Every record here should be printed again exactly.

---- Listed records

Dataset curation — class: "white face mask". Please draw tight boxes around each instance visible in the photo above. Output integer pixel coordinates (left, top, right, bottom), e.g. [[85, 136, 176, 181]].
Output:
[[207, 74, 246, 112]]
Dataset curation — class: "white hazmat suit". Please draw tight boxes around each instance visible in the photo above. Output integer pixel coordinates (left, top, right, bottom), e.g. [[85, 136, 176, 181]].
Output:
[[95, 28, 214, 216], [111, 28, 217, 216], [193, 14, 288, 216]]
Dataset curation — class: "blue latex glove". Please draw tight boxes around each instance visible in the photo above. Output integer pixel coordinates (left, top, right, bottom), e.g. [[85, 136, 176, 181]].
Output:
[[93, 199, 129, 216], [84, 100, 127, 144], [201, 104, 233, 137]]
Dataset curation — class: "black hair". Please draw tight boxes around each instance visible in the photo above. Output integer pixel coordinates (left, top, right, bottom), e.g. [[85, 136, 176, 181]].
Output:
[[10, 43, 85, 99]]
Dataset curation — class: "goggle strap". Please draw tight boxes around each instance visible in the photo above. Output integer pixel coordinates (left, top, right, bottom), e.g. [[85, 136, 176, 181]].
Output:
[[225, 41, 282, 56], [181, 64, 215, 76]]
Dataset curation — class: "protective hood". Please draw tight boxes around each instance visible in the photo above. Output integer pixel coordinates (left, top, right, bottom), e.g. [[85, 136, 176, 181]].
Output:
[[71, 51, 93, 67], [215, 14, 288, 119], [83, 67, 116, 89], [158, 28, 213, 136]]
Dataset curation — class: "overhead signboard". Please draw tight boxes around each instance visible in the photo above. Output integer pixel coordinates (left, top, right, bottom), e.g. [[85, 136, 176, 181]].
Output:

--------

Exercise response
Dataset curation — class: "white face mask". Please draw tight boxes around each instance visible in the photo above. Output integer pixel coordinates (left, top, right, bottom), e.g. [[85, 136, 176, 181]].
Output:
[[207, 74, 246, 112]]
Dataset curation — class: "white hazmat suit". Please draw tight boxes around each instance visible in the photo above. Output integer pixel coordinates (left, top, right, bottom), e.g. [[85, 136, 176, 181]].
Output:
[[95, 28, 214, 216], [111, 28, 217, 216], [193, 14, 288, 216]]
Dataset curation — class: "blue latex glove". Please draw tight boxes around each instance visible in the photo above. Output integer pixel coordinates (left, top, right, bottom), e.g. [[85, 136, 176, 181]].
Output:
[[93, 199, 129, 216], [84, 100, 127, 144], [201, 104, 233, 137]]
Dataset curation — class: "black hair". Please draw tight boxes around each instance visible in the photo above. Output integer pixel coordinates (left, top, right, bottom), e.g. [[85, 136, 176, 181]].
Output:
[[10, 43, 85, 99]]
Dataset curation — class: "goggle strap". Please draw tight boxes around each instance visible in the photo above. Output integer pixel coordinates (left, top, right, bottom), e.g. [[85, 136, 176, 181]].
Output:
[[225, 41, 282, 56], [181, 64, 215, 76]]
Dataset curation — class: "protective hood". Please draw tight boxes around each instance visible in the photo above. Output integer pixel coordinates (left, top, right, bottom), e.g. [[85, 136, 176, 181]].
Output:
[[71, 51, 93, 67], [215, 14, 288, 119], [83, 67, 116, 89], [158, 28, 213, 136]]
Dataset curation — class: "overhead signboard". Please draw tight boxes around each instance visible in the photo above. Output integer pixel coordinates (left, top, right, bottom), e.g. [[85, 136, 176, 181]].
Output:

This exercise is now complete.